§ Your task
Exactly as given, restate each record that follows.

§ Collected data
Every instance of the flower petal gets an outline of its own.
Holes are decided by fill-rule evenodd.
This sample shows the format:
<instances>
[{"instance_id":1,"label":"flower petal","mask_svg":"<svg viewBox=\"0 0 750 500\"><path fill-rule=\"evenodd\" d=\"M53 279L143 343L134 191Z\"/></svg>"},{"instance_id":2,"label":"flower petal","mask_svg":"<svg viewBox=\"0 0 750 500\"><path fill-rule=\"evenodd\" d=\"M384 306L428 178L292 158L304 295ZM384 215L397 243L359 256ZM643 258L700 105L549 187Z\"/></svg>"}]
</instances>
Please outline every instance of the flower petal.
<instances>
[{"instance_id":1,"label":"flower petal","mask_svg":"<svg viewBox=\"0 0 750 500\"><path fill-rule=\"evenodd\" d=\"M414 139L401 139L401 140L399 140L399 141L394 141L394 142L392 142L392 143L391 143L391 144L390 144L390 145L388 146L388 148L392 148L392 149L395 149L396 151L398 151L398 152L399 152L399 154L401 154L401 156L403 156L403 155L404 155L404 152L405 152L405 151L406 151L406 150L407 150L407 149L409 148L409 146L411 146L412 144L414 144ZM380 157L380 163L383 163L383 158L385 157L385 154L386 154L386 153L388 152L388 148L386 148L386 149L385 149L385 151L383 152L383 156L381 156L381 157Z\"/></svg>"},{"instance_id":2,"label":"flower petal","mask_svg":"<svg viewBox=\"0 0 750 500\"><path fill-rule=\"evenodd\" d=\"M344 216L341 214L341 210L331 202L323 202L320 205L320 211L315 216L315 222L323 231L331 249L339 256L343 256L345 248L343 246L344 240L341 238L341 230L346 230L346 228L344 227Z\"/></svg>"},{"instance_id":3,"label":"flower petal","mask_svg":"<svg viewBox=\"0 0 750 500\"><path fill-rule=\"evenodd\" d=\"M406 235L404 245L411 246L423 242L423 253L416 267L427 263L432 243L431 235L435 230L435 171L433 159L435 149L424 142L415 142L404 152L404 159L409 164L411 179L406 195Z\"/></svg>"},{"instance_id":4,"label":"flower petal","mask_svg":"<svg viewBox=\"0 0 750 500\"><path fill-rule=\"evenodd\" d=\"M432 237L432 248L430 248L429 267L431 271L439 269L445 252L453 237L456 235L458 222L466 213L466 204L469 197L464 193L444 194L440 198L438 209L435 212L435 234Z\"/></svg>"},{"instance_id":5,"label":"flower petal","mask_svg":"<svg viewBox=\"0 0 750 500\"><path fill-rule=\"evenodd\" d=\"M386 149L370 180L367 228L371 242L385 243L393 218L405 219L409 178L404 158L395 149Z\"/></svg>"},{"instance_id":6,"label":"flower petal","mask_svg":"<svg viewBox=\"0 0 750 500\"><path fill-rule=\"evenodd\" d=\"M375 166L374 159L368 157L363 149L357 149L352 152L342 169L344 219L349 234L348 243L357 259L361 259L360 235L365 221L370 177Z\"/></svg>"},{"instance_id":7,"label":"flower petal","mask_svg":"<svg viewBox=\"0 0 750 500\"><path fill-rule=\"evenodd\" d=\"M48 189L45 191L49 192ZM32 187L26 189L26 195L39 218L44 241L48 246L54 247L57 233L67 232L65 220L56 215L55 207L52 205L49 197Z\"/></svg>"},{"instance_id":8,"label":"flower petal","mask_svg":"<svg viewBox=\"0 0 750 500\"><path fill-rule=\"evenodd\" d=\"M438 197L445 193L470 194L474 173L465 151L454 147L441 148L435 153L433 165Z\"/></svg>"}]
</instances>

§ Response below
Every instance of the flower petal gets an outline of its own.
Holes are decided by fill-rule evenodd.
This sample shows the format:
<instances>
[{"instance_id":1,"label":"flower petal","mask_svg":"<svg viewBox=\"0 0 750 500\"><path fill-rule=\"evenodd\" d=\"M53 279L143 343L134 191Z\"/></svg>"},{"instance_id":2,"label":"flower petal","mask_svg":"<svg viewBox=\"0 0 750 500\"><path fill-rule=\"evenodd\" d=\"M384 306L428 178L292 158L304 295ZM384 215L397 243L359 256ZM643 258L700 105L549 187Z\"/></svg>"}]
</instances>
Please outline every instance of the flower petal.
<instances>
[{"instance_id":1,"label":"flower petal","mask_svg":"<svg viewBox=\"0 0 750 500\"><path fill-rule=\"evenodd\" d=\"M414 139L401 139L401 140L399 140L399 141L394 141L394 142L392 142L392 143L391 143L391 144L390 144L390 145L388 146L388 148L392 148L392 149L395 149L396 151L398 151L398 152L399 152L399 154L401 154L401 156L403 156L403 155L404 155L404 152L405 152L405 151L406 151L406 150L407 150L407 149L409 148L409 146L411 146L412 144L414 144ZM380 157L380 163L383 163L383 158L385 157L385 154L386 154L386 153L388 152L388 148L386 148L386 149L385 149L385 151L383 152L383 156L381 156L381 157Z\"/></svg>"},{"instance_id":2,"label":"flower petal","mask_svg":"<svg viewBox=\"0 0 750 500\"><path fill-rule=\"evenodd\" d=\"M344 216L341 214L341 210L331 202L323 202L320 205L320 211L315 216L315 222L323 231L331 249L339 256L343 256L345 248L343 246L344 240L341 238L341 230L346 230L346 228L344 227Z\"/></svg>"},{"instance_id":3,"label":"flower petal","mask_svg":"<svg viewBox=\"0 0 750 500\"><path fill-rule=\"evenodd\" d=\"M406 235L404 245L411 246L423 242L423 253L416 267L427 263L432 243L431 235L435 230L435 171L433 159L435 149L424 142L415 142L404 152L404 159L409 164L411 179L406 195Z\"/></svg>"},{"instance_id":4,"label":"flower petal","mask_svg":"<svg viewBox=\"0 0 750 500\"><path fill-rule=\"evenodd\" d=\"M432 237L432 248L430 248L429 267L431 271L439 269L445 252L453 237L456 235L458 222L466 213L466 204L469 197L464 193L444 194L440 198L438 209L435 212L435 234Z\"/></svg>"},{"instance_id":5,"label":"flower petal","mask_svg":"<svg viewBox=\"0 0 750 500\"><path fill-rule=\"evenodd\" d=\"M386 149L370 180L367 228L371 242L385 243L393 218L405 219L409 178L404 158L395 149Z\"/></svg>"},{"instance_id":6,"label":"flower petal","mask_svg":"<svg viewBox=\"0 0 750 500\"><path fill-rule=\"evenodd\" d=\"M375 166L374 159L368 157L363 149L357 149L352 152L342 169L344 219L349 234L348 243L357 259L361 259L360 235L365 221L370 177Z\"/></svg>"},{"instance_id":7,"label":"flower petal","mask_svg":"<svg viewBox=\"0 0 750 500\"><path fill-rule=\"evenodd\" d=\"M48 189L45 191L49 192ZM32 187L26 189L26 195L39 218L44 241L48 246L54 247L57 233L67 232L65 220L56 215L55 207L52 205L49 197Z\"/></svg>"},{"instance_id":8,"label":"flower petal","mask_svg":"<svg viewBox=\"0 0 750 500\"><path fill-rule=\"evenodd\" d=\"M438 197L445 193L470 194L474 173L465 151L454 147L441 148L435 153L433 165Z\"/></svg>"}]
</instances>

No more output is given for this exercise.